**EXERCISE INSTRUCTIONS**
**1)** List the Northern voting districts that the passage on status and the Brexit vote names in its comparison with Somerset.
**2)** Please reproduce the part of the passage on status and the Brexit vote starting with "Brexit provides the" and going on through "Guardian stereotype infamy.".

**TEXT SHOWN**
══════════════════════════════

When status is considered in the analysis, it becomes entirely unsurprising why a bunch of university-educated, bougie urban professionals with technocratic skills and safe salaries that label decimated low-income communities as “racist angry old White men” is perhaps a recipe for social and electoral disaster. This is precisely what is predicted when the political analysis incorporates status. And it is precisely the rhetoric that has characterised parties like the Democrats in the U.S. or Labour in the UK, and their supporting media channels, since 2016.
Brexit provides the most revealing insight into both the independent effect of status, and the debilitating consequences of the rhetoric from the London Labour set in the aftermath of the referendum. Despite the stereotype trope of who voted for Brexit and why, as Oxford's Professor Danny Dorling has extensively detailed, Brexit was a middle-class revolt. Southern counties had far and away more Leave voters than the North. And, areas that voted Leave were the areas with the least immigrants.
As a case in point, Somerset voted Leave by 52.3%, or 288,122 total Leave votes; this was more votes for Leave than all of the Northern voting districts of Darlington, Hartlepool, Harrogate, Stockton-on-Tees, Middlesborough, Hambleton, and York, combined. The vote was driven primarily by Shire conservatives in the South, not the “angry anti-immigrant Northener” of Guardian stereotype infamy.
The ‘why’ in the Brexit context is illustrative of how status can transcend traditional class-concepts of social division, because status overlaps across class. Chan et al. hypothesised that if Brexit was about traditional economic factors, voting Leave would stratify along class-based lines; if it was more driven by cultural values and national identity, it would stratify more along status lines. The results were that, while both class and status issues were factors, the weight of the vote was predicted by status. To quote:
“But Leave-support goes far beyond these groups. Indeed, quite a lot of people in comfortable circumstances or living in leafy neighborhoods support Leave. Many of them do so because they subscribe to a more nationalistic view of Britain's place in Europe. Of course, such a worldview is itself shaped by social and political processes. It remains a challenge to understand the appeal of this outlook to a large section of the British public. But it would be misleading to pin the Brexit vote outcome on the left-behinds alone.”

══════════════════════════════

**DATA ENTRIES**

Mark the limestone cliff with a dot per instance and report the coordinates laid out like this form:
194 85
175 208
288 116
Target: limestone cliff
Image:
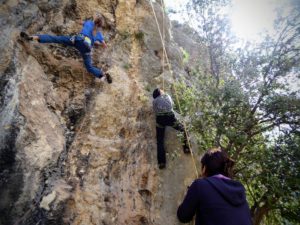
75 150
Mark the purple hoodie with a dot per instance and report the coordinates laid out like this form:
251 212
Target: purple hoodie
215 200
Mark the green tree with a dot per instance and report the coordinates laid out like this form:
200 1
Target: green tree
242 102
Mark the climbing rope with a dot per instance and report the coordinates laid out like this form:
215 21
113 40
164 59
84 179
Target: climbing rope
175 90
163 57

══════════════════════════════

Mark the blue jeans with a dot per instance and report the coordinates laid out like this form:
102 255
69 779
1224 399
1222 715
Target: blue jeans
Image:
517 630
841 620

══════════════════════════════

**SOLUTION SET**
**1)** Darlington, Hartlepool, Harrogate, Stockton-on-Tees, Middlesborough, Hambleton, York

**2)**
Brexit provides the most revealing insight into both the independent effect of status, and the debilitating consequences of the rhetoric from the London Labour set in the aftermath of the referendum. Despite the stereotype trope of who voted for Brexit and why, as Oxford's Professor Danny Dorling has extensively detailed, Brexit was a middle-class revolt. Southern counties had far and away more Leave voters than the North. And, areas that voted Leave were the areas with the least immigrants.
As a case in point, Somerset voted Leave by 52.3%, or 288,122 total Leave votes; this was more votes for Leave than all of the Northern voting districts of Darlington, Hartlepool, Harrogate, Stockton-on-Tees, Middlesborough, Hambleton, and York, combined. The vote was driven primarily by Shire conservatives in the South, not the “angry anti-immigrant Northener” of Guardian stereotype infamy.